Position annotation records
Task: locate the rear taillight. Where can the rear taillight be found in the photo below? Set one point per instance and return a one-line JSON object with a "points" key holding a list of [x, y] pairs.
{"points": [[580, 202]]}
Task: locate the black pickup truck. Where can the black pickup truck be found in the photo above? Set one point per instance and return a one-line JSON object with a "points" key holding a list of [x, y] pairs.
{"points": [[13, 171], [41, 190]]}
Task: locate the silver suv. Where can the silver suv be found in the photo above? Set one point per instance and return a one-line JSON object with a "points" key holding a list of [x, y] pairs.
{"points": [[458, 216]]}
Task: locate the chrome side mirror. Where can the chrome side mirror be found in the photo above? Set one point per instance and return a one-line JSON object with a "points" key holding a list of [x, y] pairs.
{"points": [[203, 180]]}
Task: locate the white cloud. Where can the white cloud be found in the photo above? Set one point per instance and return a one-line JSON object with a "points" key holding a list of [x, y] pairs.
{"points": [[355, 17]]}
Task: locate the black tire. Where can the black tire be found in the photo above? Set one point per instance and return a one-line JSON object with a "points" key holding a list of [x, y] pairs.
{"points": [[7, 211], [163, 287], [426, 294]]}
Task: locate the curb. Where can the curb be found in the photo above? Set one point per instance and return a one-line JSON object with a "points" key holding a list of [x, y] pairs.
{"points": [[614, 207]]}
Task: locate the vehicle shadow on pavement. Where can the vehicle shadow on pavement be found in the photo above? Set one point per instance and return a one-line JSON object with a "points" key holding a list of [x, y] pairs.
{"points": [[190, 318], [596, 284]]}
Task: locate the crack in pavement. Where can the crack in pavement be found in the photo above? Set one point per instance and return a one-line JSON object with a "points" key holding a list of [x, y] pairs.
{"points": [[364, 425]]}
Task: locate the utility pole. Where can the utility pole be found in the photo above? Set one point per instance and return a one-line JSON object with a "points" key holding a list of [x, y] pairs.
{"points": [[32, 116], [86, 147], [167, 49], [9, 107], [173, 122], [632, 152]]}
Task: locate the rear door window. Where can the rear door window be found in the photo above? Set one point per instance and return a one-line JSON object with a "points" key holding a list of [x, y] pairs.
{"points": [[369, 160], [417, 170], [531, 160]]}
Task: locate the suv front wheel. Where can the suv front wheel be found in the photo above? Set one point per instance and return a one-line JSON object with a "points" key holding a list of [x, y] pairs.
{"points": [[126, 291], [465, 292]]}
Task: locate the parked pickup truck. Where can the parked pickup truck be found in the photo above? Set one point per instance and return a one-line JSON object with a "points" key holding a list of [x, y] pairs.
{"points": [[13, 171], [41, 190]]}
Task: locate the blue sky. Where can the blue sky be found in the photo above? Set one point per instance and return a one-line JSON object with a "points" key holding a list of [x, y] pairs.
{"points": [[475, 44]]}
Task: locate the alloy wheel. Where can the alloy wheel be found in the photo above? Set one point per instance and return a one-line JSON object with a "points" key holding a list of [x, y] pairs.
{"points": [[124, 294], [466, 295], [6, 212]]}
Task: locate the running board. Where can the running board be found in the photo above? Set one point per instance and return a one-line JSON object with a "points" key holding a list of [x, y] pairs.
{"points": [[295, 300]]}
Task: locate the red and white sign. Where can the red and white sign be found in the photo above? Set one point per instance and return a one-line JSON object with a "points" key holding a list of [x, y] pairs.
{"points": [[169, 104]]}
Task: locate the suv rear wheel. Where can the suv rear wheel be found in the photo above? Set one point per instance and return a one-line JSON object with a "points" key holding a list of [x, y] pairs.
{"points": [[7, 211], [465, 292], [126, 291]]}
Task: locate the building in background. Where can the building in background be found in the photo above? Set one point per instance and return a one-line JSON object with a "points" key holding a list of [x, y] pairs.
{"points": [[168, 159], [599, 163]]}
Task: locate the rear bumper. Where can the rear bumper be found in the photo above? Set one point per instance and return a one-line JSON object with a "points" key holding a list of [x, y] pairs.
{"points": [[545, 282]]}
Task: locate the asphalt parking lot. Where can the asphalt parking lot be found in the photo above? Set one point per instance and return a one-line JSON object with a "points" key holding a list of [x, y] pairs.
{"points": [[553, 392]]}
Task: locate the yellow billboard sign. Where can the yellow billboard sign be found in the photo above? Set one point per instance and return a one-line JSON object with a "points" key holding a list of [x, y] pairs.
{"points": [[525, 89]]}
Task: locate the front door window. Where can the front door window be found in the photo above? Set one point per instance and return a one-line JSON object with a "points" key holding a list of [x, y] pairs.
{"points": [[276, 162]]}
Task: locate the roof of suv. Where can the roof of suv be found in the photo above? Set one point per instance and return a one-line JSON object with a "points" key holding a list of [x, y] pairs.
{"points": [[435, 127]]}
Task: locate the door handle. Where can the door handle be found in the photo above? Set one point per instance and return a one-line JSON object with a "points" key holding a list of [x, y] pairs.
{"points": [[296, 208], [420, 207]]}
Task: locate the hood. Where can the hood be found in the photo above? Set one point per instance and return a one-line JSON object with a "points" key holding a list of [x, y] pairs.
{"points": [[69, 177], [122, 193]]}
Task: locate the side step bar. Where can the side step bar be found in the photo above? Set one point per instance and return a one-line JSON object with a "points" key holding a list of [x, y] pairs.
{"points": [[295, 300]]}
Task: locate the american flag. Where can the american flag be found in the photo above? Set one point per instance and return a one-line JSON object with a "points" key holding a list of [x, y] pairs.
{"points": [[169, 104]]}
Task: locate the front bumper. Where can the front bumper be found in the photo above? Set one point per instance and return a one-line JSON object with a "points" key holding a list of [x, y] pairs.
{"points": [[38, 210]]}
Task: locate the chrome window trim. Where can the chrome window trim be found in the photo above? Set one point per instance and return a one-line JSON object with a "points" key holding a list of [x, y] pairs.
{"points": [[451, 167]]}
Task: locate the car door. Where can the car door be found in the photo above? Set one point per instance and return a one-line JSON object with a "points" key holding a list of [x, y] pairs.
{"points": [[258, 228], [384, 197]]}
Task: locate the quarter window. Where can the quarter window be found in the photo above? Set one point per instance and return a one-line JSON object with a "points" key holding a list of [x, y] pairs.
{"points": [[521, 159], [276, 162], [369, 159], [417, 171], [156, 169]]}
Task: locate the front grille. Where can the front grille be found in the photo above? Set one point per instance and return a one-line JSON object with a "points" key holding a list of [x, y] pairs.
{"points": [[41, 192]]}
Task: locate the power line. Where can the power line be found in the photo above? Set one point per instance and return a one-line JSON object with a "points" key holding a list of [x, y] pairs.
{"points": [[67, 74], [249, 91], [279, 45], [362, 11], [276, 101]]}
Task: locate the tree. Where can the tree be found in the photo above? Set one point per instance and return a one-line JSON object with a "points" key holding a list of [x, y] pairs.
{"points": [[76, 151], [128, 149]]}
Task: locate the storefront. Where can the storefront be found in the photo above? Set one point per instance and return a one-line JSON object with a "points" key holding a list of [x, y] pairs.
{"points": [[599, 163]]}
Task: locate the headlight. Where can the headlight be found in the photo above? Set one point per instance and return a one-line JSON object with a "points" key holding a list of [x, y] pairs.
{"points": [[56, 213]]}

#### [EXERCISE DIRECTIONS]
Restate all of the entries above precisely.

#### [RESULT OF THE TASK]
Task: locate the rear taillight. Where can the rear taillight be found in the photo below? Set one point per instance and return a one-line JSON object with a "points" key holding a list of [x, y] pairs.
{"points": [[580, 202]]}
Task: locate the black pickup truck. Where can the black pickup truck be found in the photo above? Set one point per instance and return a one-line JSON object with a "points" key holding a list of [x, y] pairs.
{"points": [[13, 171], [41, 190]]}
Task: locate the silver suv. Where can the silver suv be found in the photo above? Set one point per instance and return a one-line JSON object with a "points" key holding a list of [x, y] pairs.
{"points": [[458, 216]]}
Task: locate the chrome side mirror. Where can the chrome side mirror be found in the photo above? Set one point per instance and return a one-line JSON object with a "points" key holding a list of [x, y] pairs.
{"points": [[203, 180]]}
Task: locate the white cloud. Where can the white cloud be found in the photo above? Set one point per instance and return a one-line JSON object with a "points" key holding a list of [x, y] pairs.
{"points": [[355, 17]]}
Task: locate the black tire. Where can the black tire be found in the photo above? Set one point per instance and return a one-line JSON object with a "points" key holding a list of [x, y] pairs.
{"points": [[7, 211], [163, 287], [426, 294]]}
Task: locate the curb. Where can the curb be found in the photo above? Set one point per instance and return a one-line JSON object with a "points" key holding a list of [x, y] pairs.
{"points": [[614, 207]]}
Task: locate the vehicle shadow on pavement. Where can the vehicle shadow on pavement be found in the photo above? Set one point per instance and return a one-line JSON object with a "points" key holding a list of [x, y] pairs.
{"points": [[190, 318], [596, 284]]}
Task: locate the crack in pavement. Where can the crack in pavement be found in the photo above? Set one point per instance and return a one-line JSON object with a "points" key holding a list of [x, y] pairs.
{"points": [[364, 425]]}
Task: locate the utility pole. Where can the utility pole be found in the photo above? Set one point per instance and return a one-line JSON object with a "points" key holding a list of [x, y] pairs.
{"points": [[32, 116], [86, 147], [167, 49], [9, 107], [173, 122], [632, 152]]}
Task: locate the rear door window. Where can the rear door window be found in the photo above? Set one point per instance and return a one-line JSON object with a "points" key holding a list of [x, y] pairs.
{"points": [[369, 160], [417, 170], [531, 160]]}
Task: locate the suv front wheel. Where can the suv front wheel be found in the photo above? Set one point per instance and return a one-line JSON object with a "points" key holding a list of [x, y] pairs.
{"points": [[126, 291], [465, 292]]}
Task: locate the parked pickup truck. Where can the parked pickup truck be found in the photo above? Set one point per instance and return a one-line JSON object with a "points" key holding a list of [x, y] pairs.
{"points": [[13, 171], [41, 190]]}
Task: locate the blue sky. Where can the blue sky be found in the photo above? Set one point per instance and return a one-line JSON object with a "points" key holding a list of [x, y] pairs.
{"points": [[475, 44]]}
Task: locate the alloy wheel. Where can the alloy wheel be found in the photo above? Set one point per instance and return a one-line JSON object with a "points" key holding a list of [x, y] pairs.
{"points": [[124, 294], [466, 295], [6, 212]]}
Task: locate the running board. Where can the running board be found in the photo above? Set one point per instance and return a one-line JSON object with a "points" key holding a list of [x, y] pairs.
{"points": [[295, 300]]}
Task: locate the red and white sign. Where can the red and white sign be found in the photo above? Set one point per instance and return a one-line JSON object with a "points" key holding a list of [x, y] pairs.
{"points": [[169, 104]]}
Task: locate the suv rear wheel. Where can the suv rear wheel be found in the photo above? Set one point per instance and return a one-line JSON object with a "points" key holding a list of [x, y] pairs.
{"points": [[7, 211], [465, 292], [126, 291]]}
Task: locate the building in background. Where can the building in background be found in the photo above? Set one point per instance and return a one-line JSON object with a "points" key holding a list of [x, y] pairs.
{"points": [[168, 159], [599, 163]]}
Task: locate the rear bumper. Where can the rear bumper be found in the photo above? Set one point per instance and return a one-line JSON object with a "points" key holding a list of [x, y] pairs.
{"points": [[545, 282]]}
Task: locate the asphalt parking lot. Where can the asphalt parking lot be found in the photo above? Set one point per instance and return a one-line JSON object with a "points" key holding a list of [x, y] pairs.
{"points": [[553, 392]]}
Task: locate the yellow billboard sign. Where can the yellow billboard sign be found in the photo above? Set one point per instance and return a one-line JSON object with a "points" key holding a list of [x, y] pairs.
{"points": [[525, 89]]}
Task: locate the front door window. Where can the front door window be found in the photo above? Set one point per instance and return a one-line JSON object with a "points" key holding a list of [x, y] pairs.
{"points": [[276, 162]]}
Task: locate the roof of suv. Where can the roof of suv be found in the photo above? Set one point per instance and return a one-line JSON object with a "points" key holding a list of [x, y] pairs.
{"points": [[435, 127]]}
Task: locate the door handle. Where can the door handle be found in the photo above? Set one point per instance and return a one-line JSON object with a "points" key holding a list of [x, y] pairs.
{"points": [[296, 208], [420, 207]]}
Task: locate the hood. Where can the hood be found in the photo above? Set one point per instance and return a one-line JSON object with a "points" key holding a list of [x, y] pairs.
{"points": [[69, 177], [122, 193]]}
Task: locate the side step bar. Where can the side step bar be found in the photo above? Set one point per instance and return a one-line JSON object with a "points" key holding a list of [x, y] pairs.
{"points": [[295, 300]]}
Task: locate the american flag. Where can the american flag be found in the photo above? Set one point per instance and return a one-line JSON object with a "points" key holding a list of [x, y] pairs.
{"points": [[169, 104]]}
Task: locate the front bumper. Where can the front bumper be found in the photo above? Set one point per instance and return a one-line JSON object with a "points" key holding a list of [x, y] pairs.
{"points": [[38, 210]]}
Task: locate the chrome window trim. Where can the chrome window trim be found in the photo above? Set one point per instance and return a one-line JSON object with a "points" key holding a list of [x, y] pairs.
{"points": [[451, 167]]}
Task: locate the car door. Where can the car door be found in the photo above? Set one point per instance and return a one-line JSON object with a "points" key holding a list of [x, y] pairs.
{"points": [[258, 228], [384, 197]]}
Task: locate the quarter window. Where can the quarter window be found in the photo above? Set one point per instance and return a one-line JSON object with a "points" key holding a list of [x, y] pairs.
{"points": [[521, 159], [276, 162], [369, 159], [417, 171], [156, 169]]}
Task: locate the front grille. Where can the front grille be found in the photo above? Set one point per instance and return a one-line JSON object with a "points" key holding a list of [x, y] pairs.
{"points": [[41, 192]]}
Task: locate the power line. Where can the power line be found in the photo above? Set one point per instance and return a one-line JSON object with a "points" key holding a list of [x, y] pairs.
{"points": [[67, 74], [249, 91], [279, 45], [362, 11], [276, 101]]}
Task: locate the tree. Where can the tree be found in the photo above? Set one point per instance and return a one-line JSON object with a "points" key holding a list of [x, y] pairs.
{"points": [[76, 151], [128, 149]]}
Task: locate the storefront. Where can the storefront be found in the photo above? Set one point per instance and return a one-line JSON object with a "points" key holding a list of [x, y] pairs.
{"points": [[599, 163]]}
Task: locate the headlight. Where can the headlight be found in the photo above? Set one point per instance and return a one-line JSON object with a "points" key holding a list of [x, y] pairs.
{"points": [[56, 213]]}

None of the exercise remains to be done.